══ Data provided

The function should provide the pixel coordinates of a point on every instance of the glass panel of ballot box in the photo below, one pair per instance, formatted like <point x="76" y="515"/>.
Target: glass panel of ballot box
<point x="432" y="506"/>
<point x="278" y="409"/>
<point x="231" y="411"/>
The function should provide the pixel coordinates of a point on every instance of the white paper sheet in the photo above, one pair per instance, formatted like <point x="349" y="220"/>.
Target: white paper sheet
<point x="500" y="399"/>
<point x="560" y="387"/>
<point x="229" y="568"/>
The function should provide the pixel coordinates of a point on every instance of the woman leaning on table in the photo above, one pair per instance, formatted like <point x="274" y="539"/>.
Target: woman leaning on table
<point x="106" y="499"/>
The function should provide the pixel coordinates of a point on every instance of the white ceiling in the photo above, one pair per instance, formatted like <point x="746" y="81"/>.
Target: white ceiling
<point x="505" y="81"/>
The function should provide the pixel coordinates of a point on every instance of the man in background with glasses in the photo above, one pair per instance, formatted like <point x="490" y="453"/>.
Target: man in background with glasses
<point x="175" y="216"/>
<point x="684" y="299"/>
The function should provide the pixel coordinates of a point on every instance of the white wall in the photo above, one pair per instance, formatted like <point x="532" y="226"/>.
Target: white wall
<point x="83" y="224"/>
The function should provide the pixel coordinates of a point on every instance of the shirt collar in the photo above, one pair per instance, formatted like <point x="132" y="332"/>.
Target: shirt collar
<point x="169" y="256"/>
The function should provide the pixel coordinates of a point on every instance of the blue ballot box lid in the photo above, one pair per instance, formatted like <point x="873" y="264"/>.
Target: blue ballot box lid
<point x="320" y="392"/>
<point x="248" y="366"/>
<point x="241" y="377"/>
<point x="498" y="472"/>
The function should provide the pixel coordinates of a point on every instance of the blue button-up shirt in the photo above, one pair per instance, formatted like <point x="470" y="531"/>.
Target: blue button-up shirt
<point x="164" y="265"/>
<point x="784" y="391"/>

════

## [Try it]
Restate the records above in full, keeping each line exactly as it stands.

## [Solution to the exercise]
The function should provide the pixel coordinates of a point on every instance of the glass panel of ballot box in the photo below, one pair per instance, formatted like <point x="76" y="515"/>.
Target: glass panel of ballot box
<point x="432" y="506"/>
<point x="278" y="409"/>
<point x="231" y="411"/>
The function should provide the pixel coordinates of a point on every instance of the white paper sheet in the photo above, one pair per instance, formatted like <point x="349" y="220"/>.
Target: white paper sheet
<point x="500" y="399"/>
<point x="560" y="387"/>
<point x="229" y="568"/>
The function should provide the pixel coordinates of a point on every instance of the woman leaning on table in the photo above, one pair per instance, formatted like <point x="274" y="539"/>.
Target: woman leaning on table
<point x="106" y="499"/>
The function should provide the pixel coordinates of a point on every instance of the white ceiling in the photo above, one pair per instance, formatted like <point x="746" y="81"/>.
Target: white ceiling
<point x="505" y="81"/>
The function should provide the pixel coordinates of a point on every instance of the man in background with glasses in the photo above, one pair per instance, formatted like <point x="490" y="453"/>.
Target: man in background with glasses
<point x="175" y="216"/>
<point x="684" y="299"/>
The function should provide the pixel coordinates of a point on every instance of the white wall in the photo above, one pair per instance, formatted like <point x="532" y="226"/>.
Target: white wall
<point x="83" y="224"/>
The function should provide the pixel coordinates of a point on every instance of the shirt collar in the photo above, one pair per instance, formatted like <point x="132" y="332"/>.
Target: shirt collar
<point x="169" y="256"/>
The function should provide the pixel coordinates of a point on every instance of the blue ballot box lid in the photo above, one pair per instance, formatted like <point x="873" y="264"/>.
Target: blue ballot box lid
<point x="320" y="392"/>
<point x="248" y="366"/>
<point x="241" y="377"/>
<point x="498" y="472"/>
The function should provide the pixel coordinates of a point on every instance of the blue button-up shirt in the photo above, one pair per instance, formatted like <point x="470" y="531"/>.
Target: blue button-up shirt
<point x="164" y="265"/>
<point x="784" y="391"/>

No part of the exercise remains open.